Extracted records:
►
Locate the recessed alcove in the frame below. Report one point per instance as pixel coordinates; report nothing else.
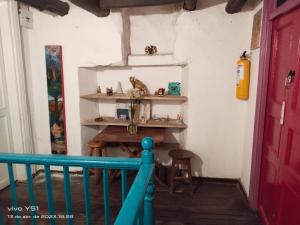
(153, 76)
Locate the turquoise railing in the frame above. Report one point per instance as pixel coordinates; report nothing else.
(137, 203)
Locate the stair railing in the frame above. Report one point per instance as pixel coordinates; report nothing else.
(137, 204)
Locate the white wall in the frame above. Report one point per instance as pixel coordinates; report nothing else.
(86, 40)
(212, 41)
(209, 39)
(250, 112)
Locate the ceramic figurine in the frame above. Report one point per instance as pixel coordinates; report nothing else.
(109, 91)
(174, 88)
(99, 89)
(180, 118)
(160, 92)
(151, 50)
(139, 88)
(119, 89)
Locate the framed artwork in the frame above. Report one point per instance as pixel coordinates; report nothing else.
(256, 30)
(55, 86)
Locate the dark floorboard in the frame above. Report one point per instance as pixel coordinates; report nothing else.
(213, 203)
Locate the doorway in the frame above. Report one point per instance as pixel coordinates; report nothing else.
(279, 192)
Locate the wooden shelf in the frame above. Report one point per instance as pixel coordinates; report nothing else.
(97, 97)
(111, 121)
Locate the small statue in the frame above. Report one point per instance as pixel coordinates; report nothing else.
◄
REQUIREMENT: For this exercise, please reproduce the records above exactly and drop the images.

REPLY TO THE TASK:
Locate the recessed alcove in the frame below. Report one point per instance as pixel coordinates; report nothing else.
(153, 76)
Locate the turquoise railing in the frame above. Report one point per instance as pixel coordinates; report nothing else.
(137, 203)
Locate the stair railing in the frame above. Report one point per instance as pixel coordinates; report nothing else.
(137, 204)
Locate the white wall in the frame above. Report one point per instance as pixel coordinates; report nothing else.
(86, 40)
(212, 41)
(209, 39)
(250, 112)
Locate the ceramic figurine in the frame above. Report one point per instance as pixel coordinates; report nothing else.
(109, 91)
(174, 88)
(99, 89)
(180, 118)
(160, 92)
(151, 50)
(139, 88)
(119, 89)
Locate the framed artwork in the frame above. Report one point per instance as pixel coordinates; report nothing else.
(256, 30)
(55, 86)
Locate the dark floorboard in the frame above. Report one point per instance as pixel coordinates; report nothing else.
(213, 203)
Locate the doorway in the frame above. Report one point per instance as pixel coordinates; report nothing else.
(279, 192)
Locate the wooden shelf in the frame above. Report one point per instance as pixel coordinates; report nothing else.
(97, 97)
(111, 121)
Locate the small statue in the frame above. Report one point per instance as pixel coordinates; report nothing else.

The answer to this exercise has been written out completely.